[START OF Entries provided]

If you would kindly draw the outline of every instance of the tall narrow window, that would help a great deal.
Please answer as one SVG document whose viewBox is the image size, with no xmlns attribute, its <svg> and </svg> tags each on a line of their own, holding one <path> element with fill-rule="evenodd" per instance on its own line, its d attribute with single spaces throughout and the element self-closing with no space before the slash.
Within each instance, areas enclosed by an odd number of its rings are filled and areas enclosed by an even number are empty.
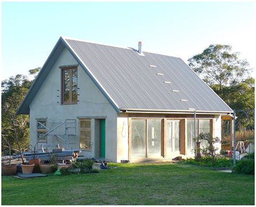
<svg viewBox="0 0 256 207">
<path fill-rule="evenodd" d="M 68 68 L 62 70 L 61 103 L 74 104 L 77 103 L 77 68 Z"/>
<path fill-rule="evenodd" d="M 91 150 L 91 120 L 80 120 L 80 148 Z"/>
<path fill-rule="evenodd" d="M 38 142 L 47 142 L 47 135 L 43 136 L 47 133 L 46 120 L 37 120 L 37 141 Z"/>
</svg>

[END OF Entries provided]

Copy out every line of the items above without changing a word, and omit the pictures.

> Expected answer
If you would kindly draw the outline of every instance of the tall narrow window, that would help a great deal.
Please answer as one SVG document whose viewBox is the image size, with no xmlns attribute, its <svg> and </svg> tags each on a line of their own, holding one <path> element with fill-rule="evenodd" per instance on its own line, its d attribute with single spaces throughout and the element self-closing with no space before the slash.
Within each instance, areas enclosed by an odd number of its rings are filled and areas enclosed by an even number are empty.
<svg viewBox="0 0 256 207">
<path fill-rule="evenodd" d="M 68 68 L 62 70 L 61 103 L 74 104 L 77 103 L 77 68 Z"/>
<path fill-rule="evenodd" d="M 91 150 L 91 120 L 80 120 L 80 148 Z"/>
<path fill-rule="evenodd" d="M 38 142 L 47 142 L 47 135 L 43 136 L 47 133 L 46 120 L 37 120 L 37 141 Z"/>
</svg>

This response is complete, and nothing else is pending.